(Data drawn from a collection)
>>>

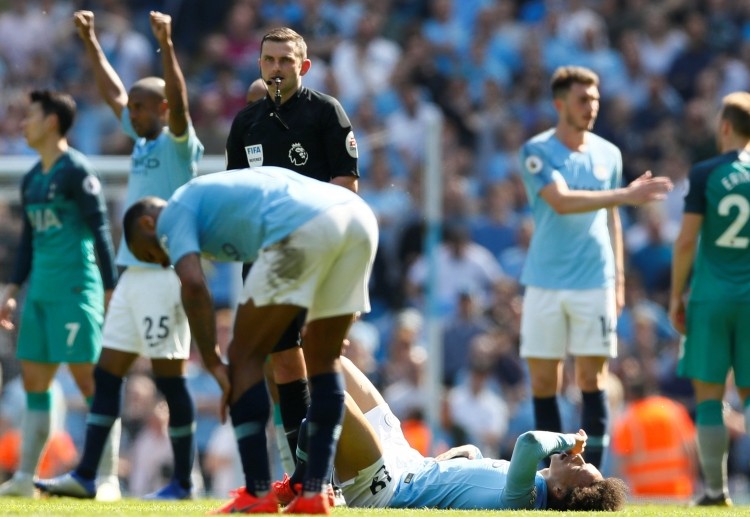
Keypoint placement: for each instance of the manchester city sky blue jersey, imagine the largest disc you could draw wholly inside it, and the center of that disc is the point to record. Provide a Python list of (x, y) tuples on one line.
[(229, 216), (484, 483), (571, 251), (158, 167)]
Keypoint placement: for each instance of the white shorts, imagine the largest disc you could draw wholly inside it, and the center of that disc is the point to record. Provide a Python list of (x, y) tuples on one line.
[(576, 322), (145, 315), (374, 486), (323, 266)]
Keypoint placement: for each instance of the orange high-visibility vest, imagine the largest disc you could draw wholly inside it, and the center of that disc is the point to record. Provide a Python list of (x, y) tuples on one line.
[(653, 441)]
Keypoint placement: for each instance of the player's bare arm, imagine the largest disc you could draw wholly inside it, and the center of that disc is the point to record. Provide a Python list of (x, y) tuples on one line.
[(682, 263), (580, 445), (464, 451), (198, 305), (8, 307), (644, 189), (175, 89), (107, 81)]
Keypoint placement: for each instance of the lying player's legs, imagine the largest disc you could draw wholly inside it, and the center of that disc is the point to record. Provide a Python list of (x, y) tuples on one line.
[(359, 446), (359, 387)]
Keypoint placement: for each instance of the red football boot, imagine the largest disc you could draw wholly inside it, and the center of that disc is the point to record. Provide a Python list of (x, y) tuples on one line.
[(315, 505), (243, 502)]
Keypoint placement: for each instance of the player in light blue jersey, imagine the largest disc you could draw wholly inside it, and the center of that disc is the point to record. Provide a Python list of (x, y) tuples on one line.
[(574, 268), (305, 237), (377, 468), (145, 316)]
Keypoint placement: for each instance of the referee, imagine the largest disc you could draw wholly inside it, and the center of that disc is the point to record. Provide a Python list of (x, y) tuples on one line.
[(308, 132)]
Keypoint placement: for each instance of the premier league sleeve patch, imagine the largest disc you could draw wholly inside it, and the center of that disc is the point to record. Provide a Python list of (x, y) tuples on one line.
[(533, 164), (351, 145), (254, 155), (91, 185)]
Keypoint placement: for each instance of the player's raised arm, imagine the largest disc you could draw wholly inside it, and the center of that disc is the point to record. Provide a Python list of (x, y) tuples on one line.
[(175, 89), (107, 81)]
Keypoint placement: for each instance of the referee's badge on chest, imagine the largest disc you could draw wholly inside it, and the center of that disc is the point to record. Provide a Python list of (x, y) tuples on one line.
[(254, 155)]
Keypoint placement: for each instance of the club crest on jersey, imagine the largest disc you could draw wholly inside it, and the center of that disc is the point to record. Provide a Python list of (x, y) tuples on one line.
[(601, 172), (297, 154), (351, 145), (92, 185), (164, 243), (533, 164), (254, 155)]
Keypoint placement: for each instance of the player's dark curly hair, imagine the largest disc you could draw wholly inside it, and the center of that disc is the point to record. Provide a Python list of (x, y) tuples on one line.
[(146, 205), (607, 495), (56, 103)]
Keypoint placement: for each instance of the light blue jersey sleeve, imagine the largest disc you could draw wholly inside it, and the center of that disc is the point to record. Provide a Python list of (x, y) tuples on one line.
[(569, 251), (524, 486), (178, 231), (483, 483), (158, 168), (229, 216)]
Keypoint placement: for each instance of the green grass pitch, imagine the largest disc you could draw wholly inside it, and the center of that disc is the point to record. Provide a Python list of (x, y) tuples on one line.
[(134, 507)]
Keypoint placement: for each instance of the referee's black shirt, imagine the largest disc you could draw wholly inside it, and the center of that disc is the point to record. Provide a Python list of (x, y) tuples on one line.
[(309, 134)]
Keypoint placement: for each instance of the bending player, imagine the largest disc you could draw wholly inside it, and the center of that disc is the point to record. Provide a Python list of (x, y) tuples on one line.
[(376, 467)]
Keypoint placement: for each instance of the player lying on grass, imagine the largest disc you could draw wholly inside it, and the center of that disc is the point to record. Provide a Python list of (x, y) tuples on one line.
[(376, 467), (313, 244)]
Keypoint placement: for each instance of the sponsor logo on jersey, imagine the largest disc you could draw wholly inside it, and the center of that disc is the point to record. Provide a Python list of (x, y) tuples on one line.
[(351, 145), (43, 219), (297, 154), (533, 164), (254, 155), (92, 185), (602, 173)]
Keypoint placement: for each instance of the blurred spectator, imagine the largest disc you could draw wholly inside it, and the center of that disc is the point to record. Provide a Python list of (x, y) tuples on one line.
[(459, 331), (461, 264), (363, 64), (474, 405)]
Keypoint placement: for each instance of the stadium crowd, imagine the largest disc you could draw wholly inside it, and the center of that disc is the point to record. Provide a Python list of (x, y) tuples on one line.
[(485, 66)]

<<<

Give the listing from its start through the line containing "[(229, 216), (484, 483), (571, 251), (158, 167)]" as a two-column CSV with the columns request and answer, one row for each request, each value in a single quoted field with line breaks turned into spaces. Leave the pictures out.

request,answer
"Keypoint placement: for each instance of the manchester city sky blue jersey, imagine the largest disc you could draw wholly inside it, and the center of that disc is the point to record. Provide a Python list of (x, y) tuples on one line.","[(229, 216), (484, 483), (571, 251), (158, 167)]"